_Goal_
Find each line in the data below that contains the string "marking", treating uppercase and lowercase letters as different, and copy those lines.

### Available records ###

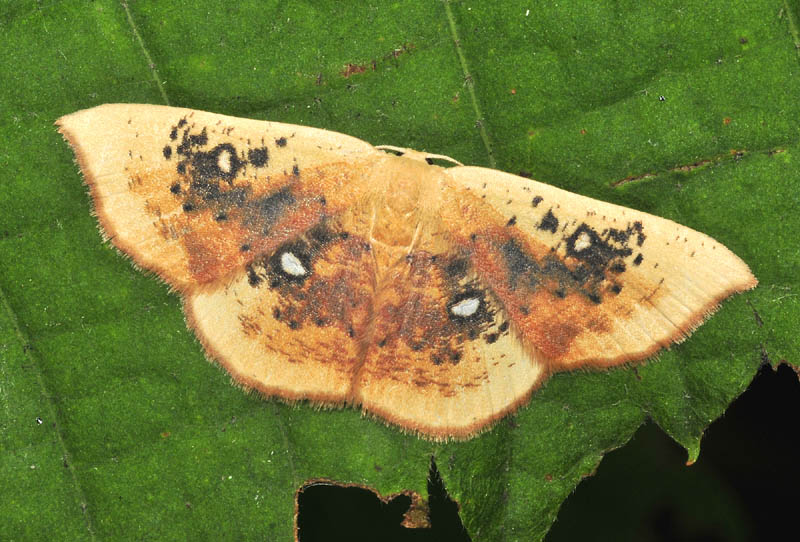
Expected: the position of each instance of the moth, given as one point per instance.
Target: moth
(314, 266)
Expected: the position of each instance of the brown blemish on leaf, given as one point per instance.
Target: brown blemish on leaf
(382, 281)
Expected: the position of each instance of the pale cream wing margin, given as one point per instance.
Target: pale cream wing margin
(672, 280)
(129, 155)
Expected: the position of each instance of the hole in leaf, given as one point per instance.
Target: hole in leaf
(328, 511)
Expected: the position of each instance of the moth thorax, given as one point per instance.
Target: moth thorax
(404, 191)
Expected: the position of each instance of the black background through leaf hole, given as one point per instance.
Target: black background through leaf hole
(743, 487)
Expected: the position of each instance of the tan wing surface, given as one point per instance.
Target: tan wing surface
(313, 266)
(586, 282)
(292, 327)
(195, 196)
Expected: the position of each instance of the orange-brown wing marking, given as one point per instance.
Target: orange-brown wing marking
(583, 281)
(293, 324)
(195, 196)
(441, 359)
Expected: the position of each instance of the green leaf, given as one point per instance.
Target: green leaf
(694, 103)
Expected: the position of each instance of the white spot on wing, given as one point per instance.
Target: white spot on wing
(583, 242)
(224, 161)
(466, 307)
(292, 265)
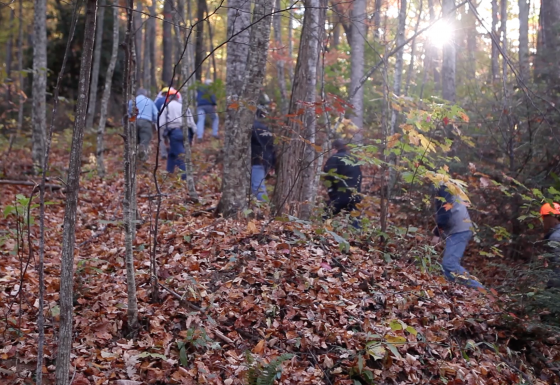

###

_Result of this task_
Expected: the position of each instance of the orange-brown wing marking, given as one point per instance.
Target: orange-brown wing marking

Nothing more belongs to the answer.